▸ **Ausgangstext**

◇ ◇ ◇ ◇

Der Wald von Vincennes war ein beliebtes Jagdgebiet Ludwigs VII. (1120–1180). 1164 ließ er Mönche aus Grandmont im Limousin (Grammontenser aus Grandmont bei Saint-Sylvestre (Haute-Vienne)) kommen und übergab ihnen ein von Gräben umgebenes Grundstück im Wald zur Trockenlegung, an dem sich heute der Lac des Minimes im Nordosten des Waldes befindet. 1178 unterzeichnete er in Vincennes ein Dokument, was beweist, dass hier nun eine königliche Residenz, zumindest ein Jagdpavillon, existierte, dessen erste Bauperiode in der Mitte des 12. Jahrhunderts anzusetzen ist.

Nachdem Mönche der umliegenden Abteien den Wald mit Rodungen auf 50 Arpents (ca. 17 Hektar) verkleinert hatten, ließen Philipp II. Augustus (1165–1223) und seine Nachfolger ihn ab 1183 wieder aufforsten. Philipp II. ließ den Wald mit dicken Mauern umgeben und mit Wild bestücken; er und sein Enkel Ludwig IX. der Heilige (1214–1270) bauten schließlich an der Stelle einer alten Jagdhütte einen Herrensitz mit einer ersten Kapelle, das Manoir du Bois-de-Vincennes, den Ausgangspunkt des künftigen Schlosses Vincennes. Für letzteren wurde das Manoir zu seinen Hauptsitz nach dem Palais de la Cité, und auch für seine Nachfolger hatte er größere Bedeutung, zumal Philipp III. (1245–1285) hier heiratete (1274), sowie Ludwig X. (1289–1316) und Karl IV. (1295–1328) hier ihre letzten Tage verbrachten. Karl V. (1338–1380) wurde hier geboren, für ihn wurde das Manoir die Residenz und das Zentrum seiner Verwaltung.

◇ ◇ ◇ ◇

▸ **Quelldaten**
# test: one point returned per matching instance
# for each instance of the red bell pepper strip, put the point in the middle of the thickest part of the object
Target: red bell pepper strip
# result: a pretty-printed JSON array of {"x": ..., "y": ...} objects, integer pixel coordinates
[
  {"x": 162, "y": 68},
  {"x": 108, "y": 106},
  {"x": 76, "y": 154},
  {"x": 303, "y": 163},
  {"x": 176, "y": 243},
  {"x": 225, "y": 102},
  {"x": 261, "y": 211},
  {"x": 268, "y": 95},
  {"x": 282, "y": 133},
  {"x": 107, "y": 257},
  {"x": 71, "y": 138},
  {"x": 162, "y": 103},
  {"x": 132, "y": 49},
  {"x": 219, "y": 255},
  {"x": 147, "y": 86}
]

◇ ◇ ◇ ◇

▸ **Aufgabe A**
Schreiben Sie den Text über den Wald von Vincennes vollständig und wortgetreu ab.
▸ **Aufgabe B**
Sammeln Sie aus den Datensätzen jede Zeile, in der das Wort „pepper“ vorkommt, und geben Sie diese Zeilen unverändert wieder.

▸ **Antwort A**
Der Wald von Vincennes war ein beliebtes Jagdgebiet Ludwigs VII. (1120–1180). 1164 ließ er Mönche aus Grandmont im Limousin (Grammontenser aus Grandmont bei Saint-Sylvestre (Haute-Vienne)) kommen und übergab ihnen ein von Gräben umgebenes Grundstück im Wald zur Trockenlegung, an dem sich heute der Lac des Minimes im Nordosten des Waldes befindet. 1178 unterzeichnete er in Vincennes ein Dokument, was beweist, dass hier nun eine königliche Residenz, zumindest ein Jagdpavillon, existierte, dessen erste Bauperiode in der Mitte des 12. Jahrhunderts anzusetzen ist.

Nachdem Mönche der umliegenden Abteien den Wald mit Rodungen auf 50 Arpents (ca. 17 Hektar) verkleinert hatten, ließen Philipp II. Augustus (1165–1223) und seine Nachfolger ihn ab 1183 wieder aufforsten. Philipp II. ließ den Wald mit dicken Mauern umgeben und mit Wild bestücken; er und sein Enkel Ludwig IX. der Heilige (1214–1270) bauten schließlich an der Stelle einer alten Jagdhütte einen Herrensitz mit einer ersten Kapelle, das Manoir du Bois-de-Vincennes, den Ausgangspunkt des künftigen Schlosses Vincennes. Für letzteren wurde das Manoir zu seinen Hauptsitz nach dem Palais de la Cité, und auch für seine Nachfolger hatte er größere Bedeutung, zumal Philipp III. (1245–1285) hier heiratete (1274), sowie Ludwig X. (1289–1316) und Karl IV. (1295–1328) hier ihre letzten Tage verbrachten. Karl V. (1338–1380) wurde hier geboren, für ihn wurde das Manoir die Residenz und das Zentrum seiner Verwaltung.

▸ **Antwort B**
# for each instance of the red bell pepper strip, put the point in the middle of the thickest part of the object
Target: red bell pepper strip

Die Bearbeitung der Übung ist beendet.